Segment Start: Extracted entries

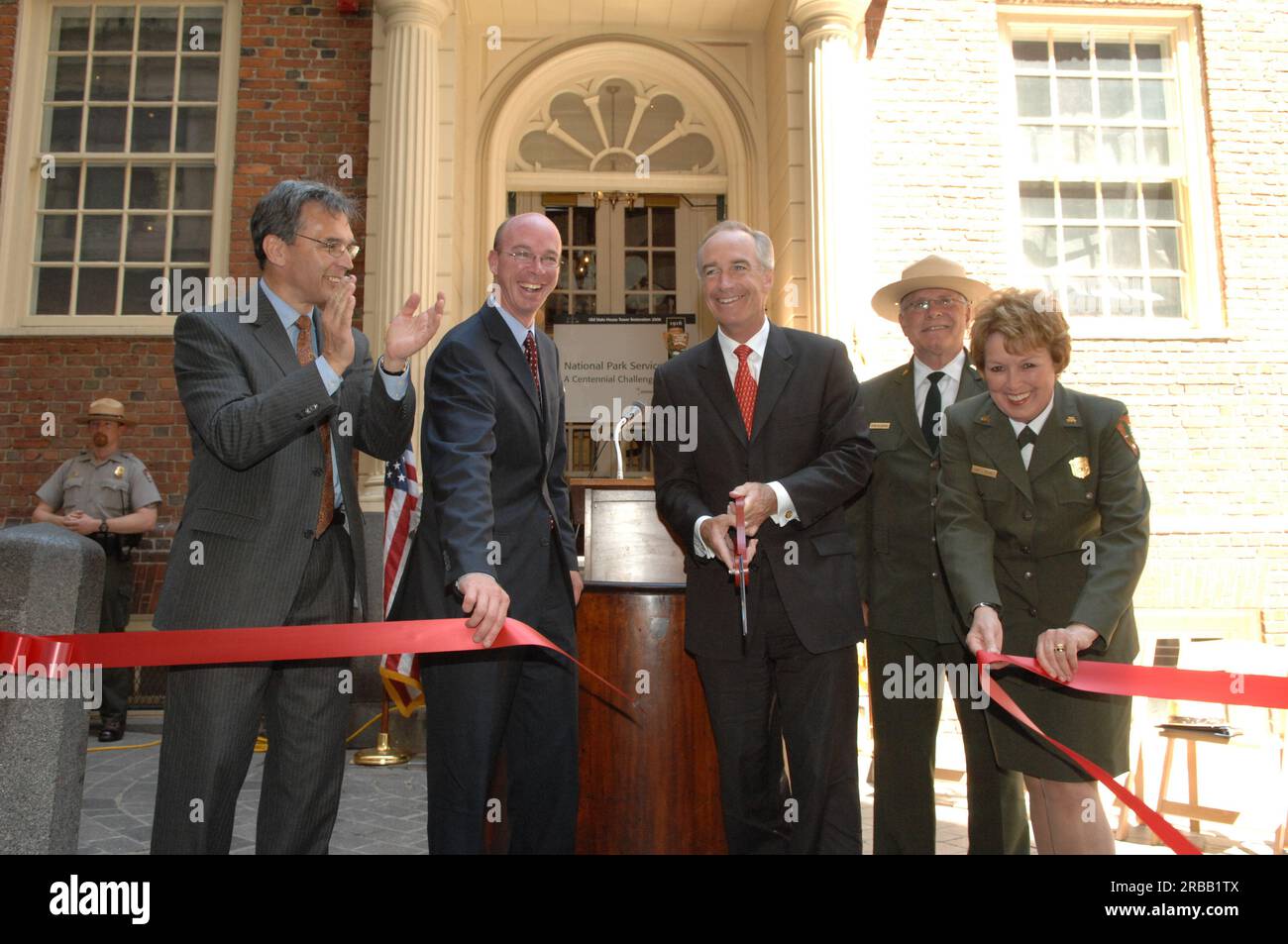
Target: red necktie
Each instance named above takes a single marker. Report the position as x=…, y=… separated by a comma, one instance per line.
x=326, y=504
x=529, y=348
x=745, y=386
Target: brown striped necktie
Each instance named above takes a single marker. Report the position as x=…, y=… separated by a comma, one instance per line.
x=326, y=502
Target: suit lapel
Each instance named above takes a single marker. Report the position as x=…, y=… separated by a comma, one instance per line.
x=993, y=432
x=273, y=338
x=713, y=378
x=776, y=368
x=1060, y=434
x=906, y=407
x=510, y=353
x=550, y=390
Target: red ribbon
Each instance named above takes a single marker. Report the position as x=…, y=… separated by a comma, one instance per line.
x=263, y=644
x=1147, y=682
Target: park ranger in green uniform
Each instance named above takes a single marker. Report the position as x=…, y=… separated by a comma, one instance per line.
x=108, y=496
x=913, y=633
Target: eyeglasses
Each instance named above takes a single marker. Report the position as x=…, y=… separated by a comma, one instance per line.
x=943, y=303
x=335, y=248
x=524, y=258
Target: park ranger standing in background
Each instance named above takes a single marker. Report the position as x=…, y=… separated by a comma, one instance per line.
x=108, y=496
x=907, y=608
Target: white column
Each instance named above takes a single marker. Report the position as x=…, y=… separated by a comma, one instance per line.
x=407, y=188
x=837, y=165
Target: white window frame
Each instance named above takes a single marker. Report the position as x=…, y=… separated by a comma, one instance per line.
x=21, y=192
x=1206, y=317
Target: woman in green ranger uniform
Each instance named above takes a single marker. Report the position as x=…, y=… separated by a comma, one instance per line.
x=1043, y=526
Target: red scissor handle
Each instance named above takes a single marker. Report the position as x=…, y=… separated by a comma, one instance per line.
x=739, y=575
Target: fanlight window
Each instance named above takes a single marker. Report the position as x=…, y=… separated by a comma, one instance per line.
x=609, y=125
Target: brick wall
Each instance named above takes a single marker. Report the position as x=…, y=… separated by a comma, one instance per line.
x=1209, y=413
x=304, y=78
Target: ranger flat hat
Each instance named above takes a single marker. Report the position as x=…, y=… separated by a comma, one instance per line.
x=931, y=271
x=107, y=408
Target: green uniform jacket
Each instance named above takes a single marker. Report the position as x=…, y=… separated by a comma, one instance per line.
x=1060, y=543
x=901, y=577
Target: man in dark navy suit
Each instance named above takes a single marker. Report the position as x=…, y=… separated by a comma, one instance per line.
x=494, y=541
x=780, y=424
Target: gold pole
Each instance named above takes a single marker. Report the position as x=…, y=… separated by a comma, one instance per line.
x=381, y=755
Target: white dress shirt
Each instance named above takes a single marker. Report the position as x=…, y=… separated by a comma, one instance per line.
x=786, y=509
x=1035, y=425
x=948, y=384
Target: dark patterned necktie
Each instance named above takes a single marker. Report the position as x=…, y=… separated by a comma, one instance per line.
x=529, y=348
x=326, y=504
x=930, y=415
x=745, y=386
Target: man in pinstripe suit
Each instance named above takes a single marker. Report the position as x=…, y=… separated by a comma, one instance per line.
x=271, y=531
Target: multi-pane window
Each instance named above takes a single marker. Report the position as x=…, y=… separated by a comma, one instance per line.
x=128, y=145
x=651, y=261
x=1102, y=170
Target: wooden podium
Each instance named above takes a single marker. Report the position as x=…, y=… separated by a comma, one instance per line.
x=648, y=778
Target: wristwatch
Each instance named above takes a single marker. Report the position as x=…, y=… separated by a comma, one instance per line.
x=380, y=364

Segment End: Extracted entries

About this exercise — Print the entries above word for word, without pictures.

Answer —
Target: red necktie
Each instance named above takes a single marker. Report the position as x=…, y=… separated by a comma, one instance per line.
x=326, y=504
x=529, y=348
x=745, y=386
Target: brown striped necktie
Each instance named above takes a single marker. Report the position as x=…, y=… separated by a comma, one instance per line.
x=326, y=502
Target: suit lapel
Each instance named above takes a single marker. Report the position as x=…, y=… separated by a comma, one instance per line.
x=993, y=432
x=273, y=338
x=713, y=378
x=776, y=368
x=1060, y=434
x=906, y=407
x=510, y=353
x=550, y=390
Target: red ribbon
Each instance named above takes a single marker. Report the position as x=…, y=… separated by a comma, one instance per line.
x=263, y=644
x=1147, y=682
Target: park ranger in green uniform
Each instance named above takes a single marker. Report the position as x=…, y=… separated by a comma, one instance per line.
x=108, y=496
x=913, y=633
Target: eyeglasses
Each instance named above takes a single marker. Report the position as x=…, y=… separated by a comma, one instance per line.
x=943, y=303
x=335, y=248
x=524, y=258
Target: park ranger standing in background
Each instance named above takes a single marker. Report the position as x=…, y=… separated by a comma, one instance per line.
x=108, y=496
x=907, y=608
Target: white column
Each instance named above takes a single marker. Report the position as x=…, y=… separated by a comma, one instance per line.
x=407, y=188
x=837, y=165
Target: white window frame
Each instance named above takes a single marker. Report the position as x=…, y=… separated by a comma, one instance per line.
x=21, y=192
x=1206, y=317
Target: woman in green ranger uniform
Each instance named above takes a single marker. Report the position as x=…, y=… separated by a comma, one instance per line.
x=1043, y=526
Target: red scissor handle
Each instance named above takes a single marker. Report the position as x=…, y=… separated by a comma, one instance per line.
x=739, y=575
Target: fanlight window
Each instance named above takes a single marker. Report the position as x=…, y=… separated by a comma, one instance per line.
x=609, y=125
Target: brick wall
Each instance named above takes a single marker. Report the position as x=…, y=… separated by a comma, one instance per line.
x=1209, y=413
x=304, y=78
Target: ranger flat hat
Each instance named above takes a single marker. Report the position as x=…, y=… separated by a comma, one instance per line.
x=931, y=271
x=107, y=408
Target: green uniform jacket
Each instance named above takes a single marker. Report the position as x=…, y=… separated by a comma, one instance per line.
x=1060, y=543
x=901, y=577
Target: man in dark navy suit
Each instance named above takes a single marker. Report the position as x=…, y=… separated by a comma, one instance per line.
x=494, y=541
x=780, y=424
Target: gold pole
Each instance named above takes a single marker. Report the position as x=…, y=… separated by a comma, one instance per line.
x=381, y=755
Target: white dress shirt
Each instance named above takes a single marker. Report the position as x=…, y=… separated by a comma, one instance per line.
x=786, y=509
x=1035, y=425
x=948, y=384
Target: dark patterned necktie
Each instance named above takes a single marker. Report the position as x=…, y=… separated by a comma, one instance per line.
x=529, y=348
x=326, y=504
x=930, y=415
x=745, y=386
Target: man in pinstripe suit
Each instance named above takes a single marker. Report the position as x=…, y=… separated by a comma, one instance per line.
x=271, y=531
Target: multi-pane window
Each instance named above takes a single marker. Report the position as x=…, y=… separated by a comma, one instance per line.
x=128, y=145
x=651, y=261
x=1102, y=170
Target: wooden podium
Each instance named above takes a single marker. Report the position as x=…, y=… separated by a comma, one instance per line.
x=648, y=778
Target: wristwatch
Each instance named above takes a single marker. Report the position as x=…, y=… separated by a comma, one instance per line.
x=380, y=364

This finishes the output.